**Supplied records**
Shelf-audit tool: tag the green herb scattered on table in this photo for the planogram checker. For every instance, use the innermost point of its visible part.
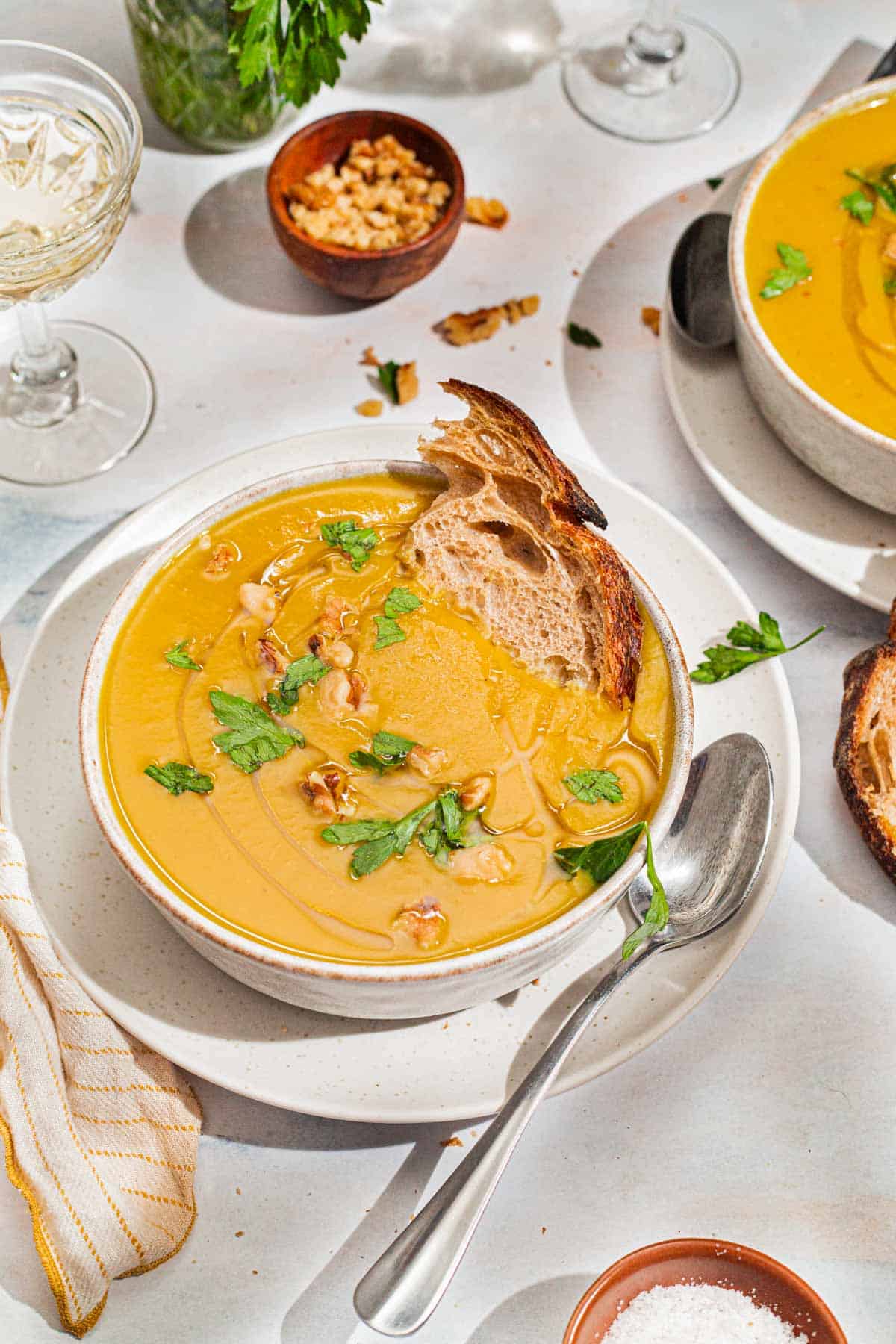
(254, 737)
(794, 269)
(179, 658)
(305, 670)
(746, 645)
(179, 779)
(602, 858)
(583, 336)
(857, 205)
(388, 750)
(591, 785)
(355, 542)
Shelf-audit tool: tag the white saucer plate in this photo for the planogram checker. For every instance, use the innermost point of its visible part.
(460, 1068)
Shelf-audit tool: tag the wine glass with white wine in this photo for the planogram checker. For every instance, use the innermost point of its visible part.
(653, 75)
(74, 398)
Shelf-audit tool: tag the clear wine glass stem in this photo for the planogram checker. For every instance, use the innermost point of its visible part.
(43, 373)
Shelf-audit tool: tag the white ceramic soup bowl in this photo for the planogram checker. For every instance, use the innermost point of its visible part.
(853, 457)
(354, 989)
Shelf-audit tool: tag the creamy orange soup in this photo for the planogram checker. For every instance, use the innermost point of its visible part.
(253, 851)
(836, 327)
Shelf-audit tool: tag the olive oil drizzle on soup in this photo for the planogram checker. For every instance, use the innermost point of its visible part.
(836, 329)
(252, 853)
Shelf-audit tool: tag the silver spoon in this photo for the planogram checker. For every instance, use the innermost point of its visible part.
(709, 865)
(699, 285)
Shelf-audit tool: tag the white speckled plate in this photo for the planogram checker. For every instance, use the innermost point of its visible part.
(450, 1068)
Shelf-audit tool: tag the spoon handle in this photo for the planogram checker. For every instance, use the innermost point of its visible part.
(406, 1284)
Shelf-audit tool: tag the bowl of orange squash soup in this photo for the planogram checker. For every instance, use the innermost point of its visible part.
(813, 267)
(293, 847)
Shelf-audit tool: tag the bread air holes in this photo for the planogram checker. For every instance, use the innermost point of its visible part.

**Work item**
A verbatim copy of the listing is required, with all pictures left out.

**The answer**
Shelf-audit tool: tag the green herb scattered on table in this photo for the planogram checker. For every instance, use the innermost point of its visible part.
(254, 737)
(794, 269)
(179, 658)
(305, 670)
(746, 645)
(179, 779)
(602, 858)
(583, 336)
(857, 205)
(388, 750)
(591, 785)
(355, 542)
Shelf-audit tool: tag the white saucer plate in this photo for the planogram checker. For every instance, use the innermost point of its visible part.
(460, 1068)
Shelf-audit tool: tag the wine glass with white wine in this photo for the planogram checker. For every instance, use the innermost point of its visible part.
(653, 75)
(74, 398)
Shelf-audit tool: tag the clear wine glass stem in this photo for the planogram checker. For every instance, use the innermost point of its visible part.
(43, 373)
Shelf-audit tool: tag the white ceramic soup bowl in this photo for the planogram checker. For every instance, use the innermost point of its visible part.
(853, 457)
(354, 989)
Shelf-audit tool: tag the creamy orange soup in this photo for the planogram checker. For every instance, use the innermost point of its visible part.
(253, 851)
(836, 327)
Shelf-audit tool: tag the olive oil drizzle on soup in this photo for the planogram checker. For every instance, use the innermost point of its visible part.
(836, 329)
(252, 853)
Shelf-audit tool: tag the silver spoon in this photo for the planogram checker. For every instance, use the innermost point of its visible part.
(709, 865)
(699, 285)
Shelf-audit tool: tag the white speckled plate in this photo for the planogram checker. For every instance, use the innermost point of its visible part.
(450, 1068)
Shelf-audit tool: tag the spoon handle in this photo for the planogram checker. For every instance, use the innermost point of its visible part.
(406, 1284)
Shelf-audit tool: tag the bowl of orange squash soup in this photo for the planogram checker. For every instance, use the innermost point of its visible part.
(813, 267)
(293, 847)
Shelf-audit tool: tag the bread air holes in this photo for the planogram checker. For every instance, use the innermost point of its visible part.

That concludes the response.